EXERCISE OBJECTIVE
Set down, word for word, the lines below from the one containing "In this exercise you will mark every instance of the wispy" through the one containing "<point>272,191</point>".

INFORMATION SHOWN
= = = =
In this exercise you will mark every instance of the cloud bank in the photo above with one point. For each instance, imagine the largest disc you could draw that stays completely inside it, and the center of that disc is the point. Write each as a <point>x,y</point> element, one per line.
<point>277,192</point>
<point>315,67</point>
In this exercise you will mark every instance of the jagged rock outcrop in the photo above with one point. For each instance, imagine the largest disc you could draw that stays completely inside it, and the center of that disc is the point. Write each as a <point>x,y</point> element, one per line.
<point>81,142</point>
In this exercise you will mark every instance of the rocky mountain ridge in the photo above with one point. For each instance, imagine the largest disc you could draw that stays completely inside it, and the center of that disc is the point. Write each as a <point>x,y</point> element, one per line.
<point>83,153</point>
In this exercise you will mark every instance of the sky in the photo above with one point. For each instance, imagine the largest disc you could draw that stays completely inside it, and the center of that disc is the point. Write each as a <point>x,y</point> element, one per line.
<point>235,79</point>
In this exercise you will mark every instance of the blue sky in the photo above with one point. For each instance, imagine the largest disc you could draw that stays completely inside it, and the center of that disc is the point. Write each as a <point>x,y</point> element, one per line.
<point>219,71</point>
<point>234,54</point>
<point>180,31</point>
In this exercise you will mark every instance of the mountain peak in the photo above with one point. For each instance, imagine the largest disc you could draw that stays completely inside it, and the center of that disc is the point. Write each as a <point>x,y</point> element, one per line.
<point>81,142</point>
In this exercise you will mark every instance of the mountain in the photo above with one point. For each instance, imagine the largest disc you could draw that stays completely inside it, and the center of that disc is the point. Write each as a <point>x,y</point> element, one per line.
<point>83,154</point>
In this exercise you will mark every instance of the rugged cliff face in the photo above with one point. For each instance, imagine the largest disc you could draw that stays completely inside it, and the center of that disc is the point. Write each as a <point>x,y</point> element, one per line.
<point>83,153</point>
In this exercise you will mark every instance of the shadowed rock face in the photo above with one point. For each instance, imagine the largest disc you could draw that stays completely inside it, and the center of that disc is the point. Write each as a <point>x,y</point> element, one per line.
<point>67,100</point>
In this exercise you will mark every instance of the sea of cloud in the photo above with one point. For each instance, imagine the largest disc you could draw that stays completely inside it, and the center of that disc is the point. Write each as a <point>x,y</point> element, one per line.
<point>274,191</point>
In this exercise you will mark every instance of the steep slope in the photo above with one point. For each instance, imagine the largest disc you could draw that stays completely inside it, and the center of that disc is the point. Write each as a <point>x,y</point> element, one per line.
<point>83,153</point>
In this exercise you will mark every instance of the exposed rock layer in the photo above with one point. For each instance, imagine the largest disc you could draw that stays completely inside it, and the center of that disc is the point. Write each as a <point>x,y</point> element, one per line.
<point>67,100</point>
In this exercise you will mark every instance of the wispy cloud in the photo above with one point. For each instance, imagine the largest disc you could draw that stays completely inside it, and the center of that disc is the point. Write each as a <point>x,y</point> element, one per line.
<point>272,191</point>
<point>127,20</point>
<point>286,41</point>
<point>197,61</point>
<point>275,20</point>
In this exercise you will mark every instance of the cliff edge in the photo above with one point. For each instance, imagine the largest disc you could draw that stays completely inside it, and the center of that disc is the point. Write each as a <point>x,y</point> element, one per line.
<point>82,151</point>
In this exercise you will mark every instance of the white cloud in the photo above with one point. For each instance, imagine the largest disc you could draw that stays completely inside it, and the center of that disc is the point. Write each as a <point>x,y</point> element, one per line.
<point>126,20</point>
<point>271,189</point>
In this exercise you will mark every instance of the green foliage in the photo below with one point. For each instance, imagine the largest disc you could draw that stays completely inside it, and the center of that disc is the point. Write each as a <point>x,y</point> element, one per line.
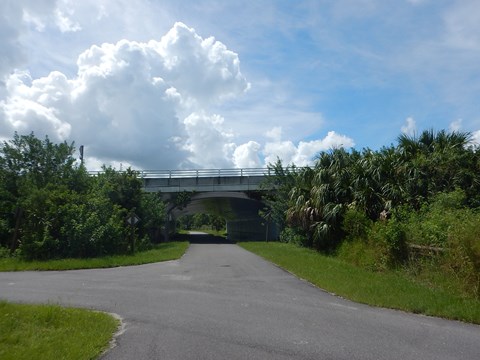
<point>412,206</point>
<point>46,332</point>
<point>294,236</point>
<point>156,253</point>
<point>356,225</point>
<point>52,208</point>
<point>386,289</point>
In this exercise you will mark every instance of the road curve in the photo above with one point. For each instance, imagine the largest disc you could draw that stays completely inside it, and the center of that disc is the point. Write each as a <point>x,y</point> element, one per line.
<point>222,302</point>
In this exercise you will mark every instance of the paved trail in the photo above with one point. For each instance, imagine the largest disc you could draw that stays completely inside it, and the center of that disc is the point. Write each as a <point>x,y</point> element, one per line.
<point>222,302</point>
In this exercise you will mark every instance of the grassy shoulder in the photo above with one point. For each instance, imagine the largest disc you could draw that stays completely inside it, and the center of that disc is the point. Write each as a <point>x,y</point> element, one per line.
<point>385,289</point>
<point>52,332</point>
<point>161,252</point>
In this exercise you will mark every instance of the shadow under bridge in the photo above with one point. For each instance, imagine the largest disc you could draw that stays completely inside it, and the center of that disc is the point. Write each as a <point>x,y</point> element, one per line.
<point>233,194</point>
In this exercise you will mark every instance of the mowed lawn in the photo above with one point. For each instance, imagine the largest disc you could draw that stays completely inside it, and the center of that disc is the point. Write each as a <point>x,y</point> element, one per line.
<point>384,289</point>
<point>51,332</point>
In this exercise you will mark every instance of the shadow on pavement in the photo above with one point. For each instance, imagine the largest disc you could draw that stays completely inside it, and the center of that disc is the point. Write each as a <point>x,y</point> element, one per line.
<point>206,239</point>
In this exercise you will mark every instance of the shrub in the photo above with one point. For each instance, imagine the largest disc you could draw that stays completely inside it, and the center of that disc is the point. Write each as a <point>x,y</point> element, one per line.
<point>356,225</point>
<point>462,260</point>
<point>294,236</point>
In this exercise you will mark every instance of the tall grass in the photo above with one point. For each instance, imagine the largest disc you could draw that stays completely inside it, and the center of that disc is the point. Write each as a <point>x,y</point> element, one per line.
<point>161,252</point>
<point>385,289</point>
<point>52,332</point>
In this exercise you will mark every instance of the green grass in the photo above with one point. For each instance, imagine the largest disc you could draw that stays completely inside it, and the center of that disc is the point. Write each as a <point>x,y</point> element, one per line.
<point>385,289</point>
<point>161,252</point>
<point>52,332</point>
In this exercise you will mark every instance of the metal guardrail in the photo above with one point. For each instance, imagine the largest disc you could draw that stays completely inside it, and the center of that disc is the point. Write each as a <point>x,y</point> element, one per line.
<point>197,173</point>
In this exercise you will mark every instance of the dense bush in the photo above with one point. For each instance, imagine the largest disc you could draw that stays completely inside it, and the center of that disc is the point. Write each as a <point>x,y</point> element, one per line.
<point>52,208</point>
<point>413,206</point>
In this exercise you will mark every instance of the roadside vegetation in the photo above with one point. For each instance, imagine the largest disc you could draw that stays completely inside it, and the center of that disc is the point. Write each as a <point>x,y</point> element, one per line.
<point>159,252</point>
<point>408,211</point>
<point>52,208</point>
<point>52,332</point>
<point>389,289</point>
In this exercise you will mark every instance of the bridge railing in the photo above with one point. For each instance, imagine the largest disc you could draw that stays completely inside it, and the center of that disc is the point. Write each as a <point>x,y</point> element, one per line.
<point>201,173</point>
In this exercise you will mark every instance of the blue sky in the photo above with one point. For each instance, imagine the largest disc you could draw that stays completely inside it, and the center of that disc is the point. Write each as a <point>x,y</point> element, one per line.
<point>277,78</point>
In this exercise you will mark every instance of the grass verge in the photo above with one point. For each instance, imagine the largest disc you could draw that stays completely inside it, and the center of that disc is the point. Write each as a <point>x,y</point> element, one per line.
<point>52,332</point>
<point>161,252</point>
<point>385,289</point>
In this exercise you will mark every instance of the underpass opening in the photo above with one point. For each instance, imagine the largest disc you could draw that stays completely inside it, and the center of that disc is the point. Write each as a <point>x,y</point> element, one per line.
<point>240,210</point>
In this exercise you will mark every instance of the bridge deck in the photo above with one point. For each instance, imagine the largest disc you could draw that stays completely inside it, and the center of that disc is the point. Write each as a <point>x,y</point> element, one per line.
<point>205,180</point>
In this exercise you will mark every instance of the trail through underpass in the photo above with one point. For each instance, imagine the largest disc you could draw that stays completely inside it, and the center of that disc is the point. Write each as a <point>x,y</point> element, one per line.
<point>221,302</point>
= = = =
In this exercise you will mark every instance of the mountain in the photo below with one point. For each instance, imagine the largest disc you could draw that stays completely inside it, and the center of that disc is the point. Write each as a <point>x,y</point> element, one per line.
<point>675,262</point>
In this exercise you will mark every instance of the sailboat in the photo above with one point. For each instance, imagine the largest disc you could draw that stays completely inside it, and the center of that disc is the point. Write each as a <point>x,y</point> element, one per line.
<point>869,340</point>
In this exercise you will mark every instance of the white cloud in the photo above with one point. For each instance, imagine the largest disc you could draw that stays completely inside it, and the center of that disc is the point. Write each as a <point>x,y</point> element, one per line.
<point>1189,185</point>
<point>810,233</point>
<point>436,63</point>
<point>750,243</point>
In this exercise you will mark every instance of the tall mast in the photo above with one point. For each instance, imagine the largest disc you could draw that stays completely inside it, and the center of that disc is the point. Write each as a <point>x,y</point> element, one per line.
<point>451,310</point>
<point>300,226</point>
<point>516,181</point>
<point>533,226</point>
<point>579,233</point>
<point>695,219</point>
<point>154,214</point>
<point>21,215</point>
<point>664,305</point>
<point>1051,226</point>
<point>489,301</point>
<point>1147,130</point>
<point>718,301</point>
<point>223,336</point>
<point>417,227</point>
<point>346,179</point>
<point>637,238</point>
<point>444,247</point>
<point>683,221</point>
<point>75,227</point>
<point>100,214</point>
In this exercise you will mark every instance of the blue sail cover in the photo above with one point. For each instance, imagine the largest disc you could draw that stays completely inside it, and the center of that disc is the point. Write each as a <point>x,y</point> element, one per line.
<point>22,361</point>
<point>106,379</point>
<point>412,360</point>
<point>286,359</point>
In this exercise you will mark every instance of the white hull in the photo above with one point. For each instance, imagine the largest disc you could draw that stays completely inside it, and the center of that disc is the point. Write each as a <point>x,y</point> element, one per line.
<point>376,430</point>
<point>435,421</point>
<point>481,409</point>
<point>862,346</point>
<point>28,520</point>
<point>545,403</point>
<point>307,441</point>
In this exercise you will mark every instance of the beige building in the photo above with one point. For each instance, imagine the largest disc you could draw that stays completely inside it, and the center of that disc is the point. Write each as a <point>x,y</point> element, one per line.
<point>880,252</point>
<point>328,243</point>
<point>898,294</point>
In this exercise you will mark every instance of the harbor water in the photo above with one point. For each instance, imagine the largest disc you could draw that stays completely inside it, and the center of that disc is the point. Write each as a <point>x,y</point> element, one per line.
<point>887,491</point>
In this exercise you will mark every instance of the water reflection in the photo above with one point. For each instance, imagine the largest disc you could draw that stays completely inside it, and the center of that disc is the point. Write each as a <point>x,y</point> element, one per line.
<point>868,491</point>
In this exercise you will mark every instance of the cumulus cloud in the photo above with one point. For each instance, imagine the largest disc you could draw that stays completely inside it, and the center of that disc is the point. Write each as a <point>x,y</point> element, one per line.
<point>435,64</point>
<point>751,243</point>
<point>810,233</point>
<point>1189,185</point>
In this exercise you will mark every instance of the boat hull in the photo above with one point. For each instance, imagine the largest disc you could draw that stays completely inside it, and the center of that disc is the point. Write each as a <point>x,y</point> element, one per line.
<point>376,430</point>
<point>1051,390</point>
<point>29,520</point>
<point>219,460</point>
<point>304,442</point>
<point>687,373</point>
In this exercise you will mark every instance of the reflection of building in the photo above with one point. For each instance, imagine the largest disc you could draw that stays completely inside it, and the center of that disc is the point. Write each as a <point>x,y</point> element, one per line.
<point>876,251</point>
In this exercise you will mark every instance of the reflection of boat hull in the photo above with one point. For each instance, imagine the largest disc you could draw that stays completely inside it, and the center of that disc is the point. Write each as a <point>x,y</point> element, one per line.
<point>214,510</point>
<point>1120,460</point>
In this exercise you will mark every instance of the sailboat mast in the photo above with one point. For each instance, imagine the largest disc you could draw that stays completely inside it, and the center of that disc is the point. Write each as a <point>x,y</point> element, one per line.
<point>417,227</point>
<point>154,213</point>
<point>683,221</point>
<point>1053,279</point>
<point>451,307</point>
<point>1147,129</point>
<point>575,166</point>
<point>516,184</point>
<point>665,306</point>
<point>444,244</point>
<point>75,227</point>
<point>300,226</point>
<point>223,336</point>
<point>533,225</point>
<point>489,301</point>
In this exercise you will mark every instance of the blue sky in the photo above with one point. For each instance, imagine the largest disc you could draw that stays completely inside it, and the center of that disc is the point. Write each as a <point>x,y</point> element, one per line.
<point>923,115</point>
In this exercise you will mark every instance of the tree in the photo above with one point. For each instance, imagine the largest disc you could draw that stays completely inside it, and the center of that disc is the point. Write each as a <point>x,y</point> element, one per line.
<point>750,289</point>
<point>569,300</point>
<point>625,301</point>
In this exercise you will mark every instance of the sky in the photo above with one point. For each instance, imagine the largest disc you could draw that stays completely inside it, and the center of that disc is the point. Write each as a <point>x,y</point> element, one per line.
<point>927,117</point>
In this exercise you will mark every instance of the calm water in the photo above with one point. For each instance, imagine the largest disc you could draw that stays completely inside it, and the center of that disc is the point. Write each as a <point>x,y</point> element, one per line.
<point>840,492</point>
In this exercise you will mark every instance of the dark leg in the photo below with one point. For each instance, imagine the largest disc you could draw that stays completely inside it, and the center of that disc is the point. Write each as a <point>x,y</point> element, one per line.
= = = =
WRITTEN RESPONSE
In this exercise you will mark every instance of the wispy cloud in the photo above with one point. For each instance, imagine the largest disc you could draw that stays completely inside it, and the center of that disc is the point. Write each as a <point>x,y</point> element, one per line.
<point>272,191</point>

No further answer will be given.